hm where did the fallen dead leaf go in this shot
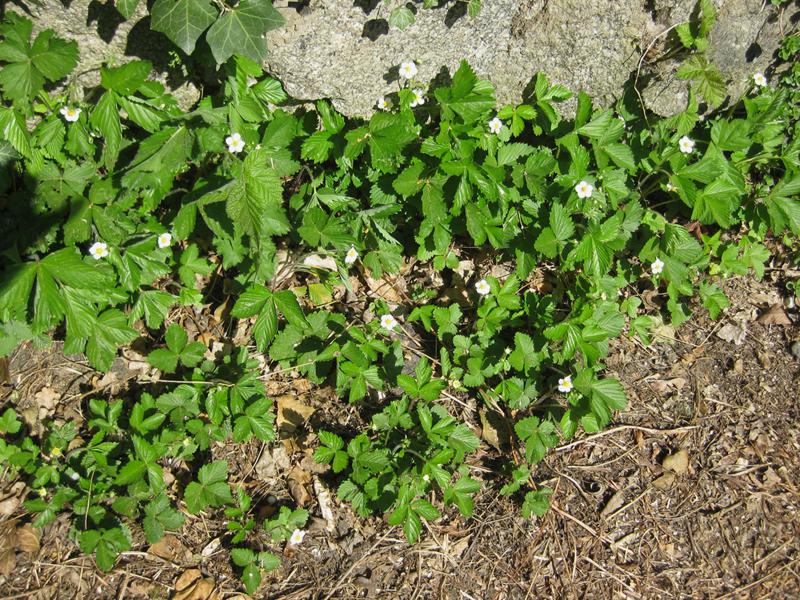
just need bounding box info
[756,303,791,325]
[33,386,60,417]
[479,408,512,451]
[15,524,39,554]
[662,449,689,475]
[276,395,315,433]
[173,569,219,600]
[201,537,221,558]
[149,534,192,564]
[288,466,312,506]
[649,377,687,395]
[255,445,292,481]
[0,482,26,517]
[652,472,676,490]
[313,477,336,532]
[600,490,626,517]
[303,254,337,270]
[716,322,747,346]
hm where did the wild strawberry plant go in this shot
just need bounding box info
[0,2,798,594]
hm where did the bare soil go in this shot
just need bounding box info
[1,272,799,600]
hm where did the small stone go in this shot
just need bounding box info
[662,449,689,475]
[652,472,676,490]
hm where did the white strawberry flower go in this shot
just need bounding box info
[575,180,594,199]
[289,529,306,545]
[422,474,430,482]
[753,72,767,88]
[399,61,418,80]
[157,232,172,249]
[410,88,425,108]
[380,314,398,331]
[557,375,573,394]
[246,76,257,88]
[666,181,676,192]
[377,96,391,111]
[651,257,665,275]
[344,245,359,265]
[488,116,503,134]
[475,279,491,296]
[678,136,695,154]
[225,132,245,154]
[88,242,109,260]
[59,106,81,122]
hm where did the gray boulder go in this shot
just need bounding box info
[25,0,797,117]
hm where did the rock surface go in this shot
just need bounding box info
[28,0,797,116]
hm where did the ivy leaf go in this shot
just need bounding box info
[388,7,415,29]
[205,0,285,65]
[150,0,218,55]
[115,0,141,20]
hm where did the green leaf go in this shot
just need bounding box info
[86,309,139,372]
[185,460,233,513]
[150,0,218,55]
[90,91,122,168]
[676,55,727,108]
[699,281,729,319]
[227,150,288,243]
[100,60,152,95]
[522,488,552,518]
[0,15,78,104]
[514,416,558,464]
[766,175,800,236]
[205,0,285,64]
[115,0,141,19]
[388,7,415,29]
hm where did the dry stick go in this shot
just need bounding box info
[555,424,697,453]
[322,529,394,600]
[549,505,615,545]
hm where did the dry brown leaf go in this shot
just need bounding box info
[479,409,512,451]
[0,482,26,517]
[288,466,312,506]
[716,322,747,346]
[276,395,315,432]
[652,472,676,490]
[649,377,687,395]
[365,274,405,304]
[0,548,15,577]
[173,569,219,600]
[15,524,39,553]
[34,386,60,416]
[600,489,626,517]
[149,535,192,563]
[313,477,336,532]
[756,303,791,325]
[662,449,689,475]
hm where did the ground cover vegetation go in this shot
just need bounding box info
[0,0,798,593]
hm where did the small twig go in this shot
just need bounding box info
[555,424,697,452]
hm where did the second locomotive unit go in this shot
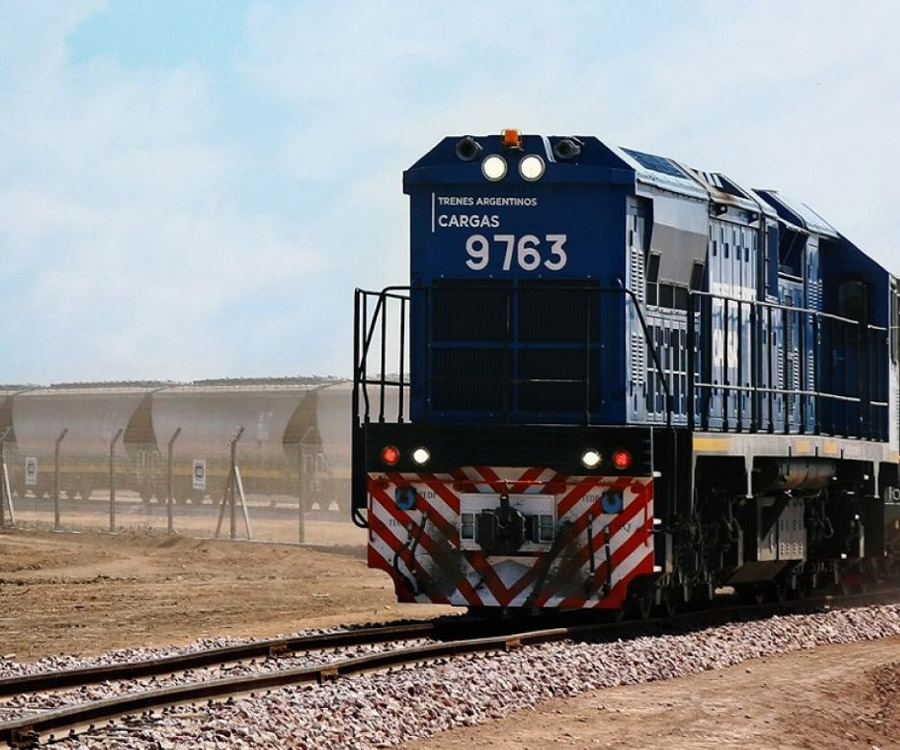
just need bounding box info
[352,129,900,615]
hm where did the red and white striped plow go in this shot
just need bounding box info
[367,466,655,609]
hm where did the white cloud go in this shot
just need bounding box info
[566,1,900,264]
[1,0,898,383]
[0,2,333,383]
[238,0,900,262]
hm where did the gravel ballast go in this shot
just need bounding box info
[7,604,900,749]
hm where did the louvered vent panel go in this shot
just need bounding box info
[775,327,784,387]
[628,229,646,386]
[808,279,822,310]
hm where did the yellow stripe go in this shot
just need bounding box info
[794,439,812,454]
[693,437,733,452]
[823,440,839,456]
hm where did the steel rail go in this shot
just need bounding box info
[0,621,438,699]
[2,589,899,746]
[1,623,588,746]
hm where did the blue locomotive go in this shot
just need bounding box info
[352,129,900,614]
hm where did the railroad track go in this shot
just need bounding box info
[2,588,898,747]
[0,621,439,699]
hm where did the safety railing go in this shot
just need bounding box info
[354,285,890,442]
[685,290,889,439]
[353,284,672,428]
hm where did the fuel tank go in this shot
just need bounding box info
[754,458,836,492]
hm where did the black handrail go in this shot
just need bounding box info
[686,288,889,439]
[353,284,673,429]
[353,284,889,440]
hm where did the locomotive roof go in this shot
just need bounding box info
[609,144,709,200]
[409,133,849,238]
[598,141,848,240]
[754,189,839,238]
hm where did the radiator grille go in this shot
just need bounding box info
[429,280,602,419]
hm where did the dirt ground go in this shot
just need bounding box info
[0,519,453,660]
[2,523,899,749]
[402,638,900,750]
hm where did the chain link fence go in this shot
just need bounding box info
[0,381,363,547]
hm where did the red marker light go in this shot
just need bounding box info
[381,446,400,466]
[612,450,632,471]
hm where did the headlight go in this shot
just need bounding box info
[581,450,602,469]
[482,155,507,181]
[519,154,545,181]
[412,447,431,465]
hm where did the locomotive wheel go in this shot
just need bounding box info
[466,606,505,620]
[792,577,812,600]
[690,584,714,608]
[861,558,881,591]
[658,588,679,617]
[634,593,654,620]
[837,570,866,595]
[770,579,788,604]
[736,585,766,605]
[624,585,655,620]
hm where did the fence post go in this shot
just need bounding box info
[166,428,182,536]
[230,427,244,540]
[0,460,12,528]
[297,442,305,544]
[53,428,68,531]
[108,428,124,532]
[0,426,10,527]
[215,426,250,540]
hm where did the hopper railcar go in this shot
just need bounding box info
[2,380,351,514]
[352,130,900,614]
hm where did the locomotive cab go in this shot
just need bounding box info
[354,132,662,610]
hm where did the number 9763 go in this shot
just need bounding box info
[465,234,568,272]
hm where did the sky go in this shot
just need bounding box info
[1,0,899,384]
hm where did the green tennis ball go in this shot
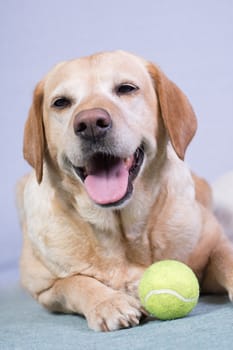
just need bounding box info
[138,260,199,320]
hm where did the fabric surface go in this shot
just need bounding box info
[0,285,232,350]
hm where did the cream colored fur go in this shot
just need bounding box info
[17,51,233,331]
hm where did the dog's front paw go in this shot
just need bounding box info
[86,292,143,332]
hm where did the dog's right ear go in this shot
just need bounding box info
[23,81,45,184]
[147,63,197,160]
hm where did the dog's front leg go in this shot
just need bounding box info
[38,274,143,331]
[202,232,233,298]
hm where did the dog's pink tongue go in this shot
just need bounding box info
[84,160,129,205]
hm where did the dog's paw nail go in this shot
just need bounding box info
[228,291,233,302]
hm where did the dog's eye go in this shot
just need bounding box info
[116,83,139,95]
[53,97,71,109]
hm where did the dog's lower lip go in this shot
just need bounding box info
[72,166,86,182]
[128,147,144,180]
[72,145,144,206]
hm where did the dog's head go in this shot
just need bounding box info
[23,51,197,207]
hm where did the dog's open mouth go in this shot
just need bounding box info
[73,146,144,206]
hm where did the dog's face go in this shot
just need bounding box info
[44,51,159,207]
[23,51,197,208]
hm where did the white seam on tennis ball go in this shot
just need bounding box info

- - - -

#### Work request:
Each line holding "locomotive" in the records should be copied out.

#### Response below:
hm where did the second locomotive unit go in this shot
hm where did the blue locomotive go in this shot
hm where did the locomotive roof go in this shot
hm where did the locomotive wheel go in this shot
hm where did the locomotive cab go in this shot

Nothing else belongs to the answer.